# REQUIRED TASK
Extend the review of Rav Breuer's two volumes below, starting right after its final sentence.

# SOURCE EXCERPT

These most recent volumes significantly contribute toward our understanding of Rav Breuer’s novel approach to Torah study. The first volume, Pirqe Mikra’ot, covers various aspects of the last 4 books of the Torah that were not covered in Pirqe Mo’adot. Although it has been published posthumously, Rav Breuer himself wrote and edited the articles, with his son bringing the project to completion. As always, there are a number of thought-provoking essays in this volume, which will surely raise interest from admirers and critics alike.
The 2nd volume includes a collection of essays (spanning several decades) written by Rav Breuer to explicate and defend his methodology, as well as several responses to his approach (and others like it) written by a number of distinguished Tanach teachers, including Professors Uriel Simon, Shmuel Hugo Bergman, and Amos Chacham as well as Rabbis Yoel Bin-Nun, Shalom Carmy, and Mosheh Lichtenstein. This collection is an extremely important statement on the differing approaches taken by Orthodox thinkers who take both the study of Tanach and the challenges of Bible criticism seriously. Particularly enlightening is an interview conducted with Rav Breuer in his later years in which he describes the reaction that his shiurim and methodology initially received, including from distinguished rabbis like Rabbi Yehuda Amital, Rabbi Eliezer M Schach, and Rabbi Tzvi Yehuda Melzer. He further contends that he never had a “crisis of faith” when responding to Bible criticism. He explains,
“No man, even as great as Moshe, is capable of writing as great and monumental of a book as this [the Bible]. In this the Bible critics are correct. The entire problem is whether you believe that God can write a book. If you believe so, then he can write the Torah anyway he likes, even if the Torah appears as if it was written by many different people in different eras.” (p. 355, loose translation).

# DATA BLOCK
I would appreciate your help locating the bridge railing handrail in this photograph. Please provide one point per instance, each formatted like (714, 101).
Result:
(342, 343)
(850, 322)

# REPLY
Read the book and his critics, and decide whether you find his approach intellectually or theologically compelling.
As Rav Breuer laments toward the end of that interview, even many of his closest students have not adopted his approach, even as they have utilized other tools from the world of academic Bible study. The 3rd book, a special volume in honor of Megadim‘s 50th issue, provides several examples of the “literary-theological” approach adopted by several of Rav Breuer’s students, as well as a thorough index of the first 50 volumes of Megadim. To read more about this approach, see Hayyim Angel’s article in Tradition 40:3, available here as well. Yaakov Beasley’s review of two recent English works that adopt similar approaches can be found in the current edition of Tradition.
For more information on these works, click here for the website of Tvunot Press.
- Shlomo Brody
For more books of interest that recently appeared on the Tradition website, please click here.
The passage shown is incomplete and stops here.